━━ SOURCE TEXT

。破碎。尋找。拼湊

Sunday, December 20, 2009



Am I 自閉?
Am I anti-social?
Am I having problems communicating?
Am I merely unfriendly?

I cannot seem to fit into any groups I've worked with.
I can talk to them of cuz, but I just don't feel comfortable hanging out with them.
From 黃城 in JC, to Chronicle, FOC, UOC.

黃城 is quite ok, considering the amount of time we spend together, but I rarely hang out with the rest if the few I'm closer with are not around.

For Chronicle, we spend quite a lot of time together as well. They are an interesting bunch of people, but I'm just not close to most of them.

As for FOC, I'm definitely not close to the subcomm I was in. Thank goodness I joined Scotto during the camp. I got along well with them then, but after that when we went back to school, I just drifted apart from them. I don't join them for outings, usually not intentionally. It got a little awkward seeing juniors in school, not knowing whether or not to say hi. But there were a few friendly ones who do talk to me randomly.

━━━━
━━ SUPPLIED ENTRIES

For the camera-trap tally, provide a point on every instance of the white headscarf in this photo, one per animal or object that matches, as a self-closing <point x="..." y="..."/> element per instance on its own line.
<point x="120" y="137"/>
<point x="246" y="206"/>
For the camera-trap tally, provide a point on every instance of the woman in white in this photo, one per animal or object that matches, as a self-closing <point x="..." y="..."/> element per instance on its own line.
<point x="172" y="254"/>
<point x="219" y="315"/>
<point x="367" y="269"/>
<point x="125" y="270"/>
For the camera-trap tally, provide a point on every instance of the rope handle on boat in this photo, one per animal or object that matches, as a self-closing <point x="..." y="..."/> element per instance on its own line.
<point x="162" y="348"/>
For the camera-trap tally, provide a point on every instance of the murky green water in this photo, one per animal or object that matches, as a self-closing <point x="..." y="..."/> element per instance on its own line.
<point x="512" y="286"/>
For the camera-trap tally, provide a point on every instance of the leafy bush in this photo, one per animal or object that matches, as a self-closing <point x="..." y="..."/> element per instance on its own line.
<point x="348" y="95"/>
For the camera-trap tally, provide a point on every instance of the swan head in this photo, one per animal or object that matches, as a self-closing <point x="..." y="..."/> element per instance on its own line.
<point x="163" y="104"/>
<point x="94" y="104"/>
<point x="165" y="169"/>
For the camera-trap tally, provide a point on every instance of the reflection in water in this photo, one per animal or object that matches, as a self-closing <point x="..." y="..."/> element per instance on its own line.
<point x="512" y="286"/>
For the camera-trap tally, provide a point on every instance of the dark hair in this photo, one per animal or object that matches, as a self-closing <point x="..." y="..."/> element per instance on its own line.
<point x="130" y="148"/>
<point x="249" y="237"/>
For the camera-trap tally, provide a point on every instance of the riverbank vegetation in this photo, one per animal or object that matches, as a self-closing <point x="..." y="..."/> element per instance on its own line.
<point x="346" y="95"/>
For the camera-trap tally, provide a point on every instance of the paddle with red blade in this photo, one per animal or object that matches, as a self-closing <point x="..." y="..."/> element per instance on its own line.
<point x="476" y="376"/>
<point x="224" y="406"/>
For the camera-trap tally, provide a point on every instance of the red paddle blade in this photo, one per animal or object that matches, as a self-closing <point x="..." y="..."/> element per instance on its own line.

━━━━

EXERCISE TASKS
A – Answer these about the blog post:
(i) What date is shown on it?
(ii) During what did the writer join Scotto?
(iii) Which group does the writer spend quite a lot of time with but isn't close to most of?
B – Reproduce the passage of the blog post starting at "I cannot seem" and ending at "Chronicle, FOC, UOC.".
The rows have nothing to do with the blog post.

RESULTS OF THE EXERCISE
A –
(i) Sunday, December 20, 2009
(ii) During the camp
(iii) Chronicle

B –
I cannot seem to fit into any groups I've worked with.
I can talk to them of cuz, but I just don't feel comfortable hanging out with them.
From 黃城 in JC, to Chronicle, FOC, UOC.